[Collection entries]
※
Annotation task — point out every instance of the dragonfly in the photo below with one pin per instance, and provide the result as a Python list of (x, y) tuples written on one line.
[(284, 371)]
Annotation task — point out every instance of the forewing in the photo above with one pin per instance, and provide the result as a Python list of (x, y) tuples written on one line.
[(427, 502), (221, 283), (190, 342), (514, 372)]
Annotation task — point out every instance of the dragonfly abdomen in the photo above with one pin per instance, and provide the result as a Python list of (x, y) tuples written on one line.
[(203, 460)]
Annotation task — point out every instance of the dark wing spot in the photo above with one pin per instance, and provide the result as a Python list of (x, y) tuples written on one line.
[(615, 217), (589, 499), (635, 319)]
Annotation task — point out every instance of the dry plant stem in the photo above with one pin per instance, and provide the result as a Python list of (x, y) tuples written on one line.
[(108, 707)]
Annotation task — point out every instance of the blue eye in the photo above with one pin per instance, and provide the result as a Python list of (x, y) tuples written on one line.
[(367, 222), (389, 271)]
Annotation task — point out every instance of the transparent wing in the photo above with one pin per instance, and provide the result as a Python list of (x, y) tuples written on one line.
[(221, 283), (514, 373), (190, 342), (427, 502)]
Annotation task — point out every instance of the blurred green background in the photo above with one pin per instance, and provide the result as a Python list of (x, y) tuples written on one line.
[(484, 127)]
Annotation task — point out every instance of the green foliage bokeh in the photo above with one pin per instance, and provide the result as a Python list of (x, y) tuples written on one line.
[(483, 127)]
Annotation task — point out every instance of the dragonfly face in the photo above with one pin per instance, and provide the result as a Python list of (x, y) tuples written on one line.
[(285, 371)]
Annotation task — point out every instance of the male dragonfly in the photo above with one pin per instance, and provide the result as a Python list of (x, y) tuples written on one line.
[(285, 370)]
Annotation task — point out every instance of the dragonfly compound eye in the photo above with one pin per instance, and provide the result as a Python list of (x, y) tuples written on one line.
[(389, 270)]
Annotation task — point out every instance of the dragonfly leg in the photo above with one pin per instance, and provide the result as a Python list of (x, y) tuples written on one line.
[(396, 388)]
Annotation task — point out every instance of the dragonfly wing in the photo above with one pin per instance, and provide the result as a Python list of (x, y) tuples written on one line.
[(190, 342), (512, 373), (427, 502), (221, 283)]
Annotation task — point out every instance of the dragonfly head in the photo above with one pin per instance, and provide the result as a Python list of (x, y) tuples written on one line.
※
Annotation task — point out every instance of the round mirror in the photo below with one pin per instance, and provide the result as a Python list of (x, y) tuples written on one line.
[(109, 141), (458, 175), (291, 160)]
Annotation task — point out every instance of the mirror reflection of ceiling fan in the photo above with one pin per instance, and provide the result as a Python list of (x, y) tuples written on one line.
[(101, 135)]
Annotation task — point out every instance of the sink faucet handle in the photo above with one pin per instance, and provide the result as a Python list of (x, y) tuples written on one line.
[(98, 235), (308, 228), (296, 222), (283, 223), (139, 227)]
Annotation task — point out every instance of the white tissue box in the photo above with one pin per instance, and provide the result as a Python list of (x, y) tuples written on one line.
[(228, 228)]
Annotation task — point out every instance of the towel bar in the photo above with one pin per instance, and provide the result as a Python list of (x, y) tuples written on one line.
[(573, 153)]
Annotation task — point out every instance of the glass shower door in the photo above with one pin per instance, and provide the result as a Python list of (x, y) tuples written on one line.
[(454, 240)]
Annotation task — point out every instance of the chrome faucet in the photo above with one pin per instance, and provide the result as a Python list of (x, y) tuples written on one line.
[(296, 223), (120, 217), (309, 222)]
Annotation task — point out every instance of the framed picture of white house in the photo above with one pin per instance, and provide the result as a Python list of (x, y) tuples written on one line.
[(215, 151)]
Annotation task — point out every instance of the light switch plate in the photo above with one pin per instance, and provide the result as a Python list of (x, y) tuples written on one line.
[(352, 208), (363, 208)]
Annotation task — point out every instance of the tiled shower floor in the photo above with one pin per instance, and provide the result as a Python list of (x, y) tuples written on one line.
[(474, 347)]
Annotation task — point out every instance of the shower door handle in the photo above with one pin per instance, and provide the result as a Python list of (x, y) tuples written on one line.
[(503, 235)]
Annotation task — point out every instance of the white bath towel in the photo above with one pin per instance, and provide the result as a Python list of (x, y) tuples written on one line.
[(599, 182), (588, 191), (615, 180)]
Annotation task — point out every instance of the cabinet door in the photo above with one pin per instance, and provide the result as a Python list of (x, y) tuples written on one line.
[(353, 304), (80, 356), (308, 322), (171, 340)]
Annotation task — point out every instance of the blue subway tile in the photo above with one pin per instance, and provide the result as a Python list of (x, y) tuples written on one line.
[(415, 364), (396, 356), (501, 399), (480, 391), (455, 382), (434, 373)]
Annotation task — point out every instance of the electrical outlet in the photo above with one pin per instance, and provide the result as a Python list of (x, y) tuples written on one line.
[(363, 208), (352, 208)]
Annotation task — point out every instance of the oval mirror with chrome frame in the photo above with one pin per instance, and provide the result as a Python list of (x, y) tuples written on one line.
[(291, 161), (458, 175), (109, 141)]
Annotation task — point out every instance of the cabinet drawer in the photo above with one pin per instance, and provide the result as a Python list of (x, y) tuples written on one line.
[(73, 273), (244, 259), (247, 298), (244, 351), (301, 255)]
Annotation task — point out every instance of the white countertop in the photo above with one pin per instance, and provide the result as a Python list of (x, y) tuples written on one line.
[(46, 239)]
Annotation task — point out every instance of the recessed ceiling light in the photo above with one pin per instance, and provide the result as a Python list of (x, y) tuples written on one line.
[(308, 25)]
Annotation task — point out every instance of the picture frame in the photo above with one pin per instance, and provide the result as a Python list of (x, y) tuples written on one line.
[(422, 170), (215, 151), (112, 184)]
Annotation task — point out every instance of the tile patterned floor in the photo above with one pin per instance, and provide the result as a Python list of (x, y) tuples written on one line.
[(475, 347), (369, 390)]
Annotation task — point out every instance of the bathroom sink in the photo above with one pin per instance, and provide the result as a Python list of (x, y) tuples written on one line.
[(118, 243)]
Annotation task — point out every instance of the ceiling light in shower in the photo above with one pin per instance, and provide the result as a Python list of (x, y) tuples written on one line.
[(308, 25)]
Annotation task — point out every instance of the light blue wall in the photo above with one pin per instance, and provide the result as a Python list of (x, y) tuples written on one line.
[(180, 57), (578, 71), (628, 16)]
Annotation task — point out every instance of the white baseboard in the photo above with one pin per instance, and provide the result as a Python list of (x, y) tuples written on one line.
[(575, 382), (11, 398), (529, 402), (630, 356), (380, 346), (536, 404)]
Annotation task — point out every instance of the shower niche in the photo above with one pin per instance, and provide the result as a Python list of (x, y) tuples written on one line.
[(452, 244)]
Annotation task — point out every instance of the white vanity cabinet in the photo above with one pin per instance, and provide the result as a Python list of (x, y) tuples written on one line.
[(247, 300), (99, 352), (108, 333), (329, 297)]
※
TASK BRIEF:
All lines above from the one holding "Annotation task — point out every instance of the dragonfly face" to the one holding "Annotation task — point out every instance of the dragonfly head", inclusive, are to be copied exactly; no other line is wanted.

WRITTEN RESPONSE:
Annotation task — point out every instance of the dragonfly face in the photo above with one pin per instance, and provide the result as a Python list of (x, y) tuples written on one line.
[(285, 371)]
Annotation task — point out every instance of the male dragonfly in the photo above with one pin per instance, and provide the result as a Python list of (x, y) tuples written on one line.
[(285, 370)]
Annotation task — point out every instance of the dragonfly compound eye in the photo above with one pin per instance, and provide the result as a Python list of (x, y) tuples written on one line.
[(389, 270)]
Annotation task — point out every instance of the dragonfly leg in the photo above with one pin per instance, and provide the result as a Python list of (x, y) tuples written on one line.
[(396, 388)]
Annotation task — point out every instance of the dragonfly wing in the photo above with one pin per instance, and provide the result as a Python list of (x, y) tuples written on one line.
[(190, 342), (512, 373), (427, 502), (221, 283)]
Annotation task — point out every instance of the dragonfly head in the photo above with one pin per instance, and provide the result as a Python list of (x, y) tuples written on one line.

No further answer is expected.